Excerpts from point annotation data
★ ★ ★ ★ ★
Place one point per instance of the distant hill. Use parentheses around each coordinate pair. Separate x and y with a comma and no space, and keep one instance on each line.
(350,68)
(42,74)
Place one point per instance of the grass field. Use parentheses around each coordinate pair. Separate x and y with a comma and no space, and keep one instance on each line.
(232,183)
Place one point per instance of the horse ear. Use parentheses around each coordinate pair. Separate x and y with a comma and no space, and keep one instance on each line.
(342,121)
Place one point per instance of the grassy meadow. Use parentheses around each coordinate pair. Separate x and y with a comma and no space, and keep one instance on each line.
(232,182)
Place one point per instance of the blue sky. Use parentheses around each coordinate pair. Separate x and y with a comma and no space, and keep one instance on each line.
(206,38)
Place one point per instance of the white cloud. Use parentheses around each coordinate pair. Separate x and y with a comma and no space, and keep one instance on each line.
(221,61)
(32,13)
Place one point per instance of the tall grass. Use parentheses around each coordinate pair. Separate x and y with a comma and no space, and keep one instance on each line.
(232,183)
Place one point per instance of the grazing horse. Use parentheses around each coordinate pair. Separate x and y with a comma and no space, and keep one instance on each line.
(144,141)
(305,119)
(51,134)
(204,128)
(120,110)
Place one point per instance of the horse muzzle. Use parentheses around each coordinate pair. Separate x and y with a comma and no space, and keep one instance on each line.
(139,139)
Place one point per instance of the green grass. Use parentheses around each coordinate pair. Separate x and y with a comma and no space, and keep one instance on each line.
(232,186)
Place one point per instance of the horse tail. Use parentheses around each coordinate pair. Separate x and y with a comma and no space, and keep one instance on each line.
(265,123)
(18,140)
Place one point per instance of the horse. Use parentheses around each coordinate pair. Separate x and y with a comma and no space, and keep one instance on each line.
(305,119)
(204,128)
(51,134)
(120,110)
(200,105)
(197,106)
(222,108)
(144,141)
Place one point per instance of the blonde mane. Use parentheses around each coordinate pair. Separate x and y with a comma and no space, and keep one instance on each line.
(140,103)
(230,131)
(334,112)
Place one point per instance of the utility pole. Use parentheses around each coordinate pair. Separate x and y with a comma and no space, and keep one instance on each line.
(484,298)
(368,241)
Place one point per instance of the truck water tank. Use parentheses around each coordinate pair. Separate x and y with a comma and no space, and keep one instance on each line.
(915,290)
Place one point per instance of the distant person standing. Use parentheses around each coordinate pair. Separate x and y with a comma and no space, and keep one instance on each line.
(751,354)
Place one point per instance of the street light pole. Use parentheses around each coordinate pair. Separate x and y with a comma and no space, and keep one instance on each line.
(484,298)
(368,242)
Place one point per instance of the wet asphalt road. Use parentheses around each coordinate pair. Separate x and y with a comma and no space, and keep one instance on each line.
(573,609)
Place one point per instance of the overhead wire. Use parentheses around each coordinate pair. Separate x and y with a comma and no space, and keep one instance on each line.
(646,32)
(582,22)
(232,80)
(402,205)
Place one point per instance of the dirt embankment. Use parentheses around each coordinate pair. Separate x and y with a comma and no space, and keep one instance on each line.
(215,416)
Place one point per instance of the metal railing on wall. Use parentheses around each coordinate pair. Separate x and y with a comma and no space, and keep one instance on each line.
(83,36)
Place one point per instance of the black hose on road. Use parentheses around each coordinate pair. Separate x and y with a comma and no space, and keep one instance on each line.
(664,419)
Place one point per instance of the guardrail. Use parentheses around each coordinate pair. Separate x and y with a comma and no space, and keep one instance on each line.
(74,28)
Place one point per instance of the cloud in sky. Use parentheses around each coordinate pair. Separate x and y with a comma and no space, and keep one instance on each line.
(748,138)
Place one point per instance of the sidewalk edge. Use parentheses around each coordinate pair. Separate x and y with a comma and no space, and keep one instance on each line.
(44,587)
★ ★ ★ ★ ★
Prompt
Update the material above by replacing "coordinate pair" with "x,y pair" wherever it occurs, and leave every other part unchanged.

Task result
Place one point per instance of the distant hill. Use parentheses around each x,y pair. Separate x and y with a comma and no space, and keep one instance on each line.
(350,68)
(42,74)
Place one point per instance of the grass field. Use parentheses around each x,y pair. Separate x and y with a comma and no space, and keep one instance on each line.
(232,183)
Place one point per instance of the horse ear. Use parentheses around each x,y pair. Separate x and y with a comma and no space, and keep one instance on each line.
(342,121)
Place one point per instance of the grassy meadow. Use parentheses around each x,y pair. Separate x and y with a comma and no space, and keep one instance on each line.
(232,182)
Place one point per instance of the blue sky. Use parentheses around each x,y pair. Separate x and y with a comma and no space, and keep one instance on each line.
(206,38)
Place one point per instance of the white cloud. Use parentheses around each x,y pair. Separate x and y with a comma and no space, and keep one instance on each line.
(221,61)
(32,13)
Place one point per instance of the tall grass. Use parentheses around each x,y pair. Separate x and y with a comma and no space, and keep one instance on each line.
(232,183)
Place one point per instance of the grazing horse. Use parentheses around each x,y pair. Separate x and y with a comma and no space, and keep one instance on each line.
(144,141)
(305,119)
(51,134)
(204,128)
(120,110)
Place one point per instance of the horse muzzle. Use parentheses around each x,y pair. Separate x and y with a comma and no space, and keep one instance on each line.
(139,139)
Place one point per instance of the green grass. Use parentheses around each x,y pair. Separate x and y with a comma and no space, and keep one instance on each line.
(232,186)
Place one point per instance of the horse tail. Use parentheses around each x,y pair. Separate x and y with a comma and no space, and keep one instance on each line.
(265,123)
(18,140)
Place one point per instance of the horse. Use parentheses around each x,y pair. Separate x and y with a comma and no space, and keep one instance on each line.
(305,119)
(204,128)
(51,134)
(120,110)
(200,105)
(197,106)
(222,108)
(144,141)
Place one point per instance of the blonde mane. Use parentheses around each x,y pair. Separate x and y with a comma and no space, and keep one instance on each line.
(140,103)
(230,131)
(334,112)
Place one point per instance of the utility pole. Use parentheses around each x,y pair. Separate x and y with a comma and no space, and keep one instance on each line.
(484,298)
(368,241)
Place one point per instance of the truck water tank. Use parentheses around each x,y pair. Separate x and y with a comma and no space, and keep one instance on each line.
(915,290)
Place one point per instance of the distant person standing. Use parentheses around each x,y pair. Separate x and y with a comma and no space, and keep one instance on each line.
(751,354)
Place one point per instance of the street light pole. Use parentheses around each x,y pair. Separate x and y with a comma and no space, and keep one instance on each line.
(484,298)
(368,242)
Place one point per instance of the wet asphalt road. Use parentheses around each x,y pair. Separate x and y with a comma and no space, and keep one instance on each line.
(573,609)
Place one point per instance of the overhead wire. Use parentheses around each x,y pair. Separate x and y with a comma and no space, and keep one instance on each line.
(646,32)
(582,22)
(232,80)
(402,205)
Place one point per instance of the dirt embankment. Use parentheses around each x,y pair. Separate x and y with a comma and no space, and keep one instance on each line.
(215,416)
Place one point per instance of the metal railing on wall. Use parentheses around each x,y pair. Separate x and y with a comma and no space, and keep one instance on each line.
(83,36)
Place one point per instance of the black hose on road. Use parentheses around each x,y pair. Separate x and y with a comma and no space, and keep one instance on each line.
(664,419)
Place one point per instance of the guardrail. Use parentheses around each x,y pair. Separate x and y with a comma and no space, and keep one instance on each line.
(74,28)
Place one point per instance of the cloud in sky. Use parentheses around each x,y pair. Separate x and y with a comma and no space, and keep one instance on each line.
(748,138)
Place one point per instance of the sidewalk edge. Use parentheses around each x,y pair. Separate x and y with a comma and no space, and keep one instance on each line.
(44,587)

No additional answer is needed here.